What is expected. The copy you produce must hold every record exactly, and none of the images.

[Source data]
== Segment start ==

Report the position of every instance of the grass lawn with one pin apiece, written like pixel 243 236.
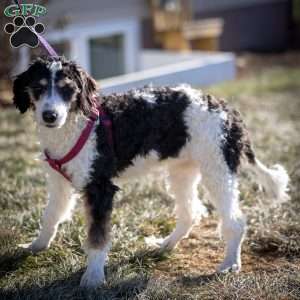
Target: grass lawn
pixel 269 100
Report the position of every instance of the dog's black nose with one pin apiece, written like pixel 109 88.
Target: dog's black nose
pixel 49 116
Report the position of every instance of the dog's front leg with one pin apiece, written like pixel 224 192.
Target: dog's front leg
pixel 60 203
pixel 98 205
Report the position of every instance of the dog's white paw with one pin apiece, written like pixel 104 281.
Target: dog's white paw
pixel 92 278
pixel 153 242
pixel 36 246
pixel 227 267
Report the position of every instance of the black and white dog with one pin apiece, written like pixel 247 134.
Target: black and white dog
pixel 190 135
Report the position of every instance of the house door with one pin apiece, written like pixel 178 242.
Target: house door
pixel 107 56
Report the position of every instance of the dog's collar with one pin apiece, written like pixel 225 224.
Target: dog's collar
pixel 97 112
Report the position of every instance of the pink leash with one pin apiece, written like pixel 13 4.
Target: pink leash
pixel 43 41
pixel 57 164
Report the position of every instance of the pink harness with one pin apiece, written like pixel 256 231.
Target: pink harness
pixel 97 112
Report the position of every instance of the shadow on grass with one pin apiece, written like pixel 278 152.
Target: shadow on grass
pixel 68 288
pixel 116 287
pixel 200 280
pixel 10 262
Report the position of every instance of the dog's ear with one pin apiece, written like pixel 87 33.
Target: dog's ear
pixel 21 97
pixel 88 87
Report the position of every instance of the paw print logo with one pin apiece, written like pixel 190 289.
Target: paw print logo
pixel 24 31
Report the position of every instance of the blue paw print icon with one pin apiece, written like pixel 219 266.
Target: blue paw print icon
pixel 24 31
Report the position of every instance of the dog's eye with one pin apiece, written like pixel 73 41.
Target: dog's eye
pixel 38 88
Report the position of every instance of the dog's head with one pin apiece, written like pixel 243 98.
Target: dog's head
pixel 54 87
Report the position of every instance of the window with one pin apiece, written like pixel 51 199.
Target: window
pixel 107 56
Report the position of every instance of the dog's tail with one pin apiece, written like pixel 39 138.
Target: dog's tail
pixel 274 180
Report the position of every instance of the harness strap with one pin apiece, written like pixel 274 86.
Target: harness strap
pixel 97 112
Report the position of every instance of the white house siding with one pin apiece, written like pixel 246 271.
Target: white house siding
pixel 215 5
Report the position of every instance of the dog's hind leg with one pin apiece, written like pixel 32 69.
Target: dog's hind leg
pixel 222 185
pixel 98 205
pixel 183 181
pixel 60 203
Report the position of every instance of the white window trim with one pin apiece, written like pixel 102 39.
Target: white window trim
pixel 78 35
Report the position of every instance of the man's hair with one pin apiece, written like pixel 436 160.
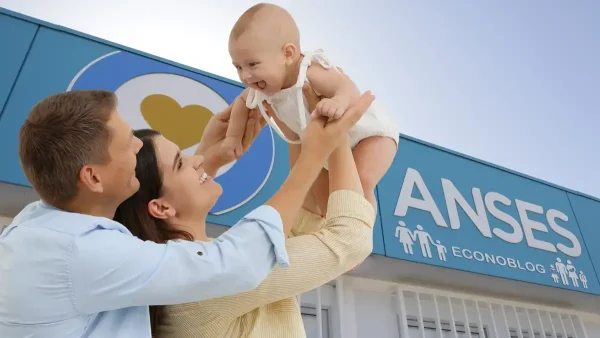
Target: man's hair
pixel 61 134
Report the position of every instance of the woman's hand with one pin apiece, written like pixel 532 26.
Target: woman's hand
pixel 214 134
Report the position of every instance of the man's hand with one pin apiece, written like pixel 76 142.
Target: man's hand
pixel 214 134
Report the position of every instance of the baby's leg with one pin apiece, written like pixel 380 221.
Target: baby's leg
pixel 237 127
pixel 373 157
pixel 320 191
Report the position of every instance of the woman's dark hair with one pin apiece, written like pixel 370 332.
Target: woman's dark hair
pixel 133 213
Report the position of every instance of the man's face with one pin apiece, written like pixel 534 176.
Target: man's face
pixel 118 174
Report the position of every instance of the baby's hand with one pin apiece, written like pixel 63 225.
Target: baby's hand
pixel 233 147
pixel 331 108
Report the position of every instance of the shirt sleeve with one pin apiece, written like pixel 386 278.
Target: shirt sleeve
pixel 344 241
pixel 111 270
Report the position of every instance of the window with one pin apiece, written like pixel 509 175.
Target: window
pixel 430 328
pixel 525 333
pixel 309 317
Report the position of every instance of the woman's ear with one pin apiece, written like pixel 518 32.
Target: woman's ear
pixel 160 209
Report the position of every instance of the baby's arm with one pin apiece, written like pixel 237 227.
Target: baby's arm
pixel 237 125
pixel 337 89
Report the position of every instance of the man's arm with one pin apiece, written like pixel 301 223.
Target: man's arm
pixel 112 270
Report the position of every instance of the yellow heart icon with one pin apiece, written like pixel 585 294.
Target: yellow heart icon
pixel 182 125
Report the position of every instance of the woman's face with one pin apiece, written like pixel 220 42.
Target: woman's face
pixel 187 189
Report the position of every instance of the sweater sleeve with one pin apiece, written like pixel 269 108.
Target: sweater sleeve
pixel 316 258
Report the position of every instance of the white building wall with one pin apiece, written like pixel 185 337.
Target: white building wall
pixel 372 309
pixel 4 222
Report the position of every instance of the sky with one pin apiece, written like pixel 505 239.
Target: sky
pixel 514 83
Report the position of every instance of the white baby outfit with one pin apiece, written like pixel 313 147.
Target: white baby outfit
pixel 290 107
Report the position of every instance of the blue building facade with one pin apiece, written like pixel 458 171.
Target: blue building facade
pixel 436 207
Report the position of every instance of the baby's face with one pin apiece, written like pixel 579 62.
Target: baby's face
pixel 260 65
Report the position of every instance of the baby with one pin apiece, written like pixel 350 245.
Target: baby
pixel 264 45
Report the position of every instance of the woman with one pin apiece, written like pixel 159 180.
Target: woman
pixel 271 310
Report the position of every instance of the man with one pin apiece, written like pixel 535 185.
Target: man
pixel 68 270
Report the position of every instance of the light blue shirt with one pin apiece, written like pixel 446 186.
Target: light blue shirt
pixel 71 275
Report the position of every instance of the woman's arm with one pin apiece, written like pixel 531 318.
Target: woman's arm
pixel 315 259
pixel 344 242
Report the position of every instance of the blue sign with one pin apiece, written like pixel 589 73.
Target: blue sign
pixel 134 78
pixel 59 61
pixel 441 209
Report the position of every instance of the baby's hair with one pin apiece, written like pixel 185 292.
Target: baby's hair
pixel 273 15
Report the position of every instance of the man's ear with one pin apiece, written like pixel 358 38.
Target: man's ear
pixel 90 178
pixel 290 51
pixel 160 209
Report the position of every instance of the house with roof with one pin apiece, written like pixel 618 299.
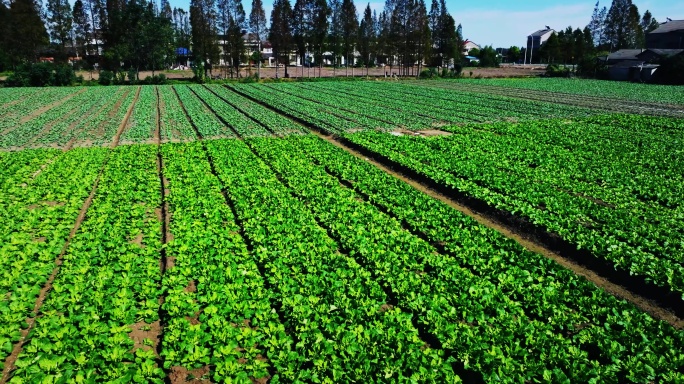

== Segment end ==

Reply to the task.
Report the position of every instance of the grass lawn with one pin apiece, written like pixel 243 236.
Target: grass lawn
pixel 269 100
Report the position of every instance of the dog's black nose with one pin apiece, written like pixel 109 88.
Target: dog's black nose
pixel 49 116
Report the position of every instance of the dog's front leg with one pin apiece, written like pixel 224 192.
Target: dog's front leg
pixel 60 203
pixel 98 205
Report the position of every instance of the dog's white paw with one pin apiece, written like pixel 104 281.
Target: dog's white paw
pixel 92 278
pixel 153 242
pixel 36 246
pixel 227 267
Report the position of every instance of the black and white dog with one pin apiece, written like pixel 247 134.
Target: black and white dog
pixel 190 135
Report the position of every instance of the house door with one pin apiece, written like pixel 178 242.
Target: house door
pixel 107 56
Report the position of every instance of the dog's collar with one pin apiece, written like pixel 225 224.
Target: dog's collar
pixel 97 112
Report the position of every instance of the pink leash with one pin apiece, written like pixel 13 4.
Target: pink leash
pixel 43 41
pixel 57 164
Report the position of every instance of the pink harness with one pin apiece, written like pixel 256 231.
Target: pink harness
pixel 97 112
Report the position of every instance of the shadow on grass with one pin apiece, written like pixel 278 152.
Target: shadow on grass
pixel 68 288
pixel 116 287
pixel 200 280
pixel 10 262
Report the position of every instance of the dog's ear with one pin apiece, written like pixel 87 33.
Target: dog's ear
pixel 21 97
pixel 88 87
Report the position of every instance of the paw print logo with one pin apiece, written like pixel 190 289.
Target: paw print logo
pixel 24 31
Report the position of every instance of the blue paw print icon with one pin apiece, written like pixel 219 266.
Target: blue paw print icon
pixel 24 31
Report the position of every instance of the dog's eye with one pin apiece, written like pixel 73 41.
Target: dog's eye
pixel 38 88
Report the position of every instance of the dog's head with one pin apiece, written like pixel 243 98.
Target: dog's head
pixel 54 87
Report the position of every instance of the window with one pin apiece, written like pixel 51 199.
Target: window
pixel 107 56
Report the position of every instance of the dog's tail with one pin apiece, written like pixel 39 138.
Target: dog's tail
pixel 274 180
Report the position of every instance of the harness strap with one pin apiece, written like pixel 274 86.
Target: harness strap
pixel 97 112
Report the position of every instance of the white house siding with one pin apiece, written like pixel 246 271.
Target: white house siding
pixel 215 5
Report the position of every instance of the dog's hind leg with one pin apiece, written like pixel 32 69.
Target: dog's hind leg
pixel 222 185
pixel 98 205
pixel 183 181
pixel 60 203
Report the position of every instance of the white window trim with one pin apiece, written like pixel 102 39.
Target: white window trim
pixel 78 35
Report the position of every instance of the man's hair with one pin apiece, written like pixel 436 160.
Target: man's hair
pixel 61 134
Report the position of every instance of the woman's hand with one pin apiece, written like pixel 532 26.
Target: woman's hand
pixel 214 134
Report the position of every instance of the man's hand with one pin apiece, written like pixel 76 142.
Target: man's hand
pixel 214 134
Report the position of every instance of the baby's leg with one pin apiece, written like pixel 380 221.
Target: baby's leg
pixel 237 127
pixel 373 157
pixel 320 191
Report the position of every instance of the woman's dark hair with one pin apiece, written like pixel 370 332.
Target: woman's dark hair
pixel 133 213
Report the position of every instance of the man's face with one pin apiece, written like pixel 534 176.
Target: man's face
pixel 118 174
Report the position of every instance of the baby's hand with one pin apiece, written like pixel 63 225.
Target: baby's hand
pixel 233 147
pixel 331 108
Report the position of every instance of the shirt sleeve with one pin apiece, written like pixel 386 278.
Target: shirt sleeve
pixel 344 241
pixel 111 270
Report the position of every instance of the window with one pin apiece, written like pixel 509 175.
Target: window
pixel 430 328
pixel 525 333
pixel 309 317
Report the position of every instance of the woman's ear with one pin apiece, written like pixel 518 32.
Target: woman's ear
pixel 160 209
Report the position of every instance of the baby's arm with one pin apiece, written like pixel 237 227.
Target: baby's arm
pixel 237 125
pixel 337 89
Report the position of every instance of the man's arm with one pin apiece, written like pixel 301 223.
Target: man's arm
pixel 112 270
Report the position of every instance of the yellow heart icon with one pin apiece, written like pixel 585 294.
Target: yellow heart icon
pixel 182 125
Report the position of every instance of the woman's face with one pin apiece, written like pixel 220 42.
Target: woman's face
pixel 187 189
Report the position of every instance of the sweater sleeve with one pin apiece, written like pixel 269 108.
Target: sweater sleeve
pixel 316 258
Report the position of every instance of the white building wall with one pin apiece, written like pixel 185 337.
Target: white building wall
pixel 372 309
pixel 4 222
Report the position of every instance of the sky with one pin apiece, written like pixel 505 239.
Target: sky
pixel 514 83
Report the position of every instance of the white baby outfit with one pin apiece, written like pixel 313 147.
Target: white baby outfit
pixel 290 107
Report the position of every instance of the blue building facade with one pin apiece, written like pixel 458 171.
Target: blue building facade
pixel 436 207
Report the position of every instance of the baby's face with one pin apiece, written like pixel 579 62.
Target: baby's face
pixel 260 65
Report the position of every instance of the baby with one pin apiece, written like pixel 350 245.
Target: baby
pixel 264 45
Report the position of every instance of the woman with one pin apiece, written like pixel 159 180.
Target: woman
pixel 271 310
Report the position of every instance of the man with one pin apiece, written like pixel 535 185.
Target: man
pixel 68 270
Report the position of every instance of the light blue shirt with one pin apiece, written like pixel 446 186.
Target: light blue shirt
pixel 71 275
Report the position of every instance of the woman's arm with one pin apiece, written like pixel 531 318.
Target: woman's arm
pixel 315 259
pixel 344 242
Report the position of every instance of the blue sign with one pin apiece, written like pixel 589 73.
Target: blue sign
pixel 134 78
pixel 59 61
pixel 441 209
Report the position of every instance of the baby's hair with one pin apiece, written like pixel 185 292.
Target: baby's hair
pixel 273 15
Report the position of every instance of the man's ear with one pin apiece, written like pixel 358 38.
Target: man's ear
pixel 90 178
pixel 290 51
pixel 160 209
Report the position of every instance of the house with roof with one pin apiece, written like pixel 618 299.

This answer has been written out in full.